AIM OF THE TASK: Locate the line that contains "One point goes on every instance of the glass measuring". Reproduce it and all following lines up to the end of the material, exactly and with nothing added.

INFORMATION PROVIDED:
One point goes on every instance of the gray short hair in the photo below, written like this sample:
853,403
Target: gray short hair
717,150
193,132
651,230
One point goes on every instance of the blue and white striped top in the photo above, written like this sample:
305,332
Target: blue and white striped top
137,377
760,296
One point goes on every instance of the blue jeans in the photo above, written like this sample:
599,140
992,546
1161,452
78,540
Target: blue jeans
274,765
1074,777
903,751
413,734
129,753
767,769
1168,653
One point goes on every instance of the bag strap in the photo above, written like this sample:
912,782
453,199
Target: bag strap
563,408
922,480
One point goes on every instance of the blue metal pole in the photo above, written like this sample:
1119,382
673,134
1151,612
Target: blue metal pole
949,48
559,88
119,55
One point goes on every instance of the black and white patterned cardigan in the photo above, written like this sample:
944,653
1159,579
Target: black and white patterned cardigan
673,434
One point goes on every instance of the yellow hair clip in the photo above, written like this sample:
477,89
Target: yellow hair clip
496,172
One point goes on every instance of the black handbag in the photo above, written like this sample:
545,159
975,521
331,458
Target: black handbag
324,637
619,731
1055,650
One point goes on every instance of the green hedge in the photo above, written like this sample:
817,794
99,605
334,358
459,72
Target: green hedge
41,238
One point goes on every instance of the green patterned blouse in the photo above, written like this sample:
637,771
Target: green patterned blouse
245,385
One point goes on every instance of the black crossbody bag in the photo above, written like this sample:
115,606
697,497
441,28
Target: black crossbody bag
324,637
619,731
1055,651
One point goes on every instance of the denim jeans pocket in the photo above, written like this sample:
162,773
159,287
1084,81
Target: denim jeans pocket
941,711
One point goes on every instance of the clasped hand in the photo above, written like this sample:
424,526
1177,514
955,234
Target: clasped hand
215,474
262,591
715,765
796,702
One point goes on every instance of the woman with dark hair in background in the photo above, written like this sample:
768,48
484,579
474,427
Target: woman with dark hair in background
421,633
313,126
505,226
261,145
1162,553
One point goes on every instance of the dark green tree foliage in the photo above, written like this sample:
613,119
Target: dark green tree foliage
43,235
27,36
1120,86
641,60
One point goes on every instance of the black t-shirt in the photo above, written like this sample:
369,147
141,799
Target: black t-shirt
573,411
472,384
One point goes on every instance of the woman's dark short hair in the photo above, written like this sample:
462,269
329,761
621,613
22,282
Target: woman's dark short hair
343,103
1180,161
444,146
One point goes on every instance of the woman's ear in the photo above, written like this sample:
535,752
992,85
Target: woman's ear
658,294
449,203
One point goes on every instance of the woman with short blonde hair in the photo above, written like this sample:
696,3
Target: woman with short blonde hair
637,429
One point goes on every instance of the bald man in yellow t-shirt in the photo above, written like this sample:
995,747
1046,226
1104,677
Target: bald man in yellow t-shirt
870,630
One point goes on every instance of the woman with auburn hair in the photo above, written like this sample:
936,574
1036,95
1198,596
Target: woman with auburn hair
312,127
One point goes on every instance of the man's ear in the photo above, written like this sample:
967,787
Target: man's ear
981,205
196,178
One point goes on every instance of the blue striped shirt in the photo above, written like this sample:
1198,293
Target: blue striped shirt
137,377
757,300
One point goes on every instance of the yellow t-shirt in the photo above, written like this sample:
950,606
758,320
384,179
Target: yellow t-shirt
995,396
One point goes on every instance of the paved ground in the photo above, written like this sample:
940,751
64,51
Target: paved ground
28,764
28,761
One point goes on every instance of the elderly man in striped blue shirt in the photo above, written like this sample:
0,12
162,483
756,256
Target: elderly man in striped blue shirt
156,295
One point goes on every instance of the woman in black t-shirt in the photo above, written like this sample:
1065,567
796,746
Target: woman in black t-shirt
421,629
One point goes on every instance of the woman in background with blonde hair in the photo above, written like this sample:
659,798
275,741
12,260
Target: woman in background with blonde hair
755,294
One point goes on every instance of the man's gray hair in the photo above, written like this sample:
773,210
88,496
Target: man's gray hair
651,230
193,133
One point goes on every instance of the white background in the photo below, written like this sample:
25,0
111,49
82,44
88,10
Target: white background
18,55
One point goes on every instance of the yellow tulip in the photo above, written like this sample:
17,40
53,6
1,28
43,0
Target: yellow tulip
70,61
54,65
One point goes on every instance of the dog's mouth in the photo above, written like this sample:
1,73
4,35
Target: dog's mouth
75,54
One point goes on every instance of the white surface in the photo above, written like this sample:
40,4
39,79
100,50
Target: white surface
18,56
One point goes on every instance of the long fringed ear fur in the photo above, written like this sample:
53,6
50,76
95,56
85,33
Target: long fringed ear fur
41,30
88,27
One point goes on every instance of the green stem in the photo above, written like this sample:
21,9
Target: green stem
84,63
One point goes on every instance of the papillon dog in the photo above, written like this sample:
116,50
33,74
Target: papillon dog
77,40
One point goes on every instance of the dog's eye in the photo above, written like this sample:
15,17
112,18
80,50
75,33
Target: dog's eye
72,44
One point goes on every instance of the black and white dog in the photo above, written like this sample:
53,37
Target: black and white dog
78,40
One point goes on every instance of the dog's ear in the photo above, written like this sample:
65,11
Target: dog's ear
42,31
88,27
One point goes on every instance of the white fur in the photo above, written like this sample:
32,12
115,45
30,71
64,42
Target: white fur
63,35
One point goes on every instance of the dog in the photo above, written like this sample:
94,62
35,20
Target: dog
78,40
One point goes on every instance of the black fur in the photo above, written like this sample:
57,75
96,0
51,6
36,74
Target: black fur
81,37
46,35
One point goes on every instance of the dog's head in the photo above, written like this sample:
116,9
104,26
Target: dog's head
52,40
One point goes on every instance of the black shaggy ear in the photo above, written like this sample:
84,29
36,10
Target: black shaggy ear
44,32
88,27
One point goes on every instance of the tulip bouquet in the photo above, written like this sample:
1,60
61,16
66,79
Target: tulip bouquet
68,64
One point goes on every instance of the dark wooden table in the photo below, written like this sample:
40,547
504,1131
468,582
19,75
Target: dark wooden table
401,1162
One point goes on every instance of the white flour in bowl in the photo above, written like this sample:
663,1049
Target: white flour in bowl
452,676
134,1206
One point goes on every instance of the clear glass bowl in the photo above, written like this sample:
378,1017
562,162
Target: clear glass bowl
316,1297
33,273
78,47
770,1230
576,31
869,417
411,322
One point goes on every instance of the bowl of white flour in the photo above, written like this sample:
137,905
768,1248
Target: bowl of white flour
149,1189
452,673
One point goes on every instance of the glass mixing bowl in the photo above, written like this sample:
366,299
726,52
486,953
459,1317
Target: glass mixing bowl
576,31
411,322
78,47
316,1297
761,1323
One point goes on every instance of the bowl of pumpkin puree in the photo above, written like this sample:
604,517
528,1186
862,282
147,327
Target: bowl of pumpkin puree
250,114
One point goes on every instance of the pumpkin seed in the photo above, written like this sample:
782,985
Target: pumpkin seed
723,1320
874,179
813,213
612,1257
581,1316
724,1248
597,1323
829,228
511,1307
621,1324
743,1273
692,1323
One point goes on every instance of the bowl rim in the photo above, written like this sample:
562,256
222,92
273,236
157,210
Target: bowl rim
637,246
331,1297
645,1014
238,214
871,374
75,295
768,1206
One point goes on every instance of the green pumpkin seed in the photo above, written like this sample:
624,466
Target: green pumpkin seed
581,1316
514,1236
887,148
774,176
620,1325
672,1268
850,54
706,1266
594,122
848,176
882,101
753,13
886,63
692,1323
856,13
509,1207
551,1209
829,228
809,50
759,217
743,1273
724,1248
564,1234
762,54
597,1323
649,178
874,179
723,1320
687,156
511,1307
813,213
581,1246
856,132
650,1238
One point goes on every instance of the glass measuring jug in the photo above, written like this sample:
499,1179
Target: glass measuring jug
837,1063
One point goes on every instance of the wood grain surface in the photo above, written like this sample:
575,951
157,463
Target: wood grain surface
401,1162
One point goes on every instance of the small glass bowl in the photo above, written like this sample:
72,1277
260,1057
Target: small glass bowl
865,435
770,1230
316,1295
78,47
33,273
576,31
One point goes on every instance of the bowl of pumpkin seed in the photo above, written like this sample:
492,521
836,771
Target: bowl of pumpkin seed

WRITTEN ANSWER:
One point goes on every instance of the glass measuring jug in the photo above, written like this sample:
499,1179
Target: glass measuring jug
837,1063
One point goes on every instance of the wood grain surface in the photo above, written like this sample:
575,951
157,463
Target: wood grain surface
401,1162
One point goes on every instance of the small glass bowl in the photo above, written like this sample:
72,1277
260,1057
Target: small glass bowl
865,435
770,1230
316,1295
78,47
33,273
576,31
One point goes on every instance of the bowl of pumpkin seed in the photo above, written like this sample:
492,521
836,771
Target: bowl of pumpkin seed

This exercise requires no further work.